**Problem to solve:** Return each of the records below verbatim, line for line.

**Recorded information:**
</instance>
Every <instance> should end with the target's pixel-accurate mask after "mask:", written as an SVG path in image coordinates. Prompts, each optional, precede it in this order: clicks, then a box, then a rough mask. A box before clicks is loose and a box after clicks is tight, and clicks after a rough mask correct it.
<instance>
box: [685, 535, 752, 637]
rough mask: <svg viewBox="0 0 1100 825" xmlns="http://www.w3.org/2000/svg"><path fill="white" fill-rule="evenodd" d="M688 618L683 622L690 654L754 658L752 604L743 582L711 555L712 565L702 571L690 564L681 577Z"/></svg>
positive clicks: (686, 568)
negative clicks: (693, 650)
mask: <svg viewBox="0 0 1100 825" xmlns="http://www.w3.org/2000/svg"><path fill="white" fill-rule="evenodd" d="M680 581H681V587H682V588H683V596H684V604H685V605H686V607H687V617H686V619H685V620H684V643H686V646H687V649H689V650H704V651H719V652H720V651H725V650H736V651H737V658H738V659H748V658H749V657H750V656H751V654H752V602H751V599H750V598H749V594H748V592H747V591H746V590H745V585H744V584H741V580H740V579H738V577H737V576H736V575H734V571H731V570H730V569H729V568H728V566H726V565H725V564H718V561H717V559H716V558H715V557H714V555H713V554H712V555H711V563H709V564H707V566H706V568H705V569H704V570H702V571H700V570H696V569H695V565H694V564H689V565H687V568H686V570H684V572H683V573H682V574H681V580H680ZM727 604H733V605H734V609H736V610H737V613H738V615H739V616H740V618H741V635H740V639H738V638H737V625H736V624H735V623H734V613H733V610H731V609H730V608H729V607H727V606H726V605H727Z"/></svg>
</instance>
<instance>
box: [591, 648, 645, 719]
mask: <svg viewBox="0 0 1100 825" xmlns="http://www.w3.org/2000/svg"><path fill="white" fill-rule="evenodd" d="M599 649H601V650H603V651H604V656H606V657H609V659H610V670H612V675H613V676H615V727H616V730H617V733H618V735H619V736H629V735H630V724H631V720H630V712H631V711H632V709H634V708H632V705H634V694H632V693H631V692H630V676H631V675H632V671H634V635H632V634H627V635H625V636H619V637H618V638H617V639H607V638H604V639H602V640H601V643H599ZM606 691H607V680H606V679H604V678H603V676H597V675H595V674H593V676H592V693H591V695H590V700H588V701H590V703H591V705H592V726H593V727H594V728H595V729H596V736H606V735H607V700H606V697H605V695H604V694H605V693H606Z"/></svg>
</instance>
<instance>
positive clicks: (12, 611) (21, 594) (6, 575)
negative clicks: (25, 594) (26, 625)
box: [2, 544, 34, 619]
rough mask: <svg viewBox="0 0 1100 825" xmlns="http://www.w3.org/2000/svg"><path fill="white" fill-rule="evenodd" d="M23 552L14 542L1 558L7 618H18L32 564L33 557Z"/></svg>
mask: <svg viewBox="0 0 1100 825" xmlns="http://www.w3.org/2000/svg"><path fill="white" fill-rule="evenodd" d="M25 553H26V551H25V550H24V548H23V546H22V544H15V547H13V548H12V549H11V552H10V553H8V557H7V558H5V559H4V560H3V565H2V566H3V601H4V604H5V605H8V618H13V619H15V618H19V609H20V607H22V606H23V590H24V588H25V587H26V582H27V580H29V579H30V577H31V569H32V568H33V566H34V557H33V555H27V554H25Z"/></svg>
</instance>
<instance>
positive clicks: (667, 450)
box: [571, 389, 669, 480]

**Reply:**
</instance>
Every <instance> should end with the target's pixel-accurate mask after "mask:", written as an SVG path in image coordinates. Prompts, each optional, precede it in this order: clicks, then a box, then a rough mask. A box before clicks is loose and a box after clicks is tight, and clicks after a rough mask correct it.
<instance>
box: [685, 535, 752, 637]
rough mask: <svg viewBox="0 0 1100 825" xmlns="http://www.w3.org/2000/svg"><path fill="white" fill-rule="evenodd" d="M688 618L683 622L690 654L754 658L752 604L743 582L711 555L712 565L702 571L690 564L681 577Z"/></svg>
positive clicks: (686, 568)
negative clicks: (693, 650)
mask: <svg viewBox="0 0 1100 825" xmlns="http://www.w3.org/2000/svg"><path fill="white" fill-rule="evenodd" d="M680 581H681V587H682V588H683V596H684V604H685V605H686V607H687V617H686V619H685V620H684V643H686V646H687V649H689V650H704V651H719V652H720V651H725V650H736V651H737V658H738V659H748V658H749V657H750V656H751V654H752V602H751V599H750V598H749V594H748V592H747V591H746V590H745V585H744V584H741V580H740V579H738V577H737V576H736V575H734V571H731V570H730V569H729V568H728V566H726V565H725V564H718V561H717V559H716V558H715V557H714V555H713V554H712V555H711V563H709V564H707V566H706V568H705V569H704V570H702V571H700V570H696V569H695V565H694V564H689V565H687V568H686V570H684V572H683V573H682V574H681V580H680ZM727 604H733V605H734V609H736V610H737V613H738V615H739V616H740V618H741V635H740V639H738V638H737V625H736V624H735V623H734V613H733V610H731V609H730V608H729V607H727V606H726V605H727Z"/></svg>
</instance>
<instance>
box: [591, 648, 645, 719]
mask: <svg viewBox="0 0 1100 825" xmlns="http://www.w3.org/2000/svg"><path fill="white" fill-rule="evenodd" d="M599 649H601V650H603V651H604V656H606V657H609V659H610V670H612V675H613V676H615V727H616V730H617V733H618V735H619V736H629V735H630V724H631V720H630V712H631V711H632V709H634V708H632V705H634V694H632V693H631V692H630V676H631V675H632V671H634V635H632V634H627V635H625V636H619V637H618V638H617V639H607V638H604V639H602V640H601V643H599ZM606 691H607V680H606V679H604V678H603V676H597V675H595V674H593V676H592V693H591V695H590V700H588V701H590V703H591V705H592V726H593V727H594V728H595V729H596V736H606V735H607V700H606V697H605V695H604V694H605V693H606Z"/></svg>
</instance>
<instance>
positive clicks: (12, 611) (21, 594) (6, 575)
negative clicks: (25, 594) (26, 625)
box: [2, 544, 34, 619]
rough mask: <svg viewBox="0 0 1100 825" xmlns="http://www.w3.org/2000/svg"><path fill="white" fill-rule="evenodd" d="M23 552L14 542L1 558L7 618H18L32 564L33 557Z"/></svg>
mask: <svg viewBox="0 0 1100 825" xmlns="http://www.w3.org/2000/svg"><path fill="white" fill-rule="evenodd" d="M25 553H26V551H25V550H24V548H23V546H22V544H15V547H13V548H12V549H11V552H10V553H8V557H7V558H5V559H4V560H3V565H2V566H3V601H4V604H5V605H8V618H13V619H15V618H19V609H20V607H22V606H23V590H24V588H25V587H26V582H27V580H29V579H30V577H31V569H32V568H33V566H34V557H33V555H27V554H25Z"/></svg>
</instance>
<instance>
positive clicks: (667, 450)
box: [571, 389, 669, 480]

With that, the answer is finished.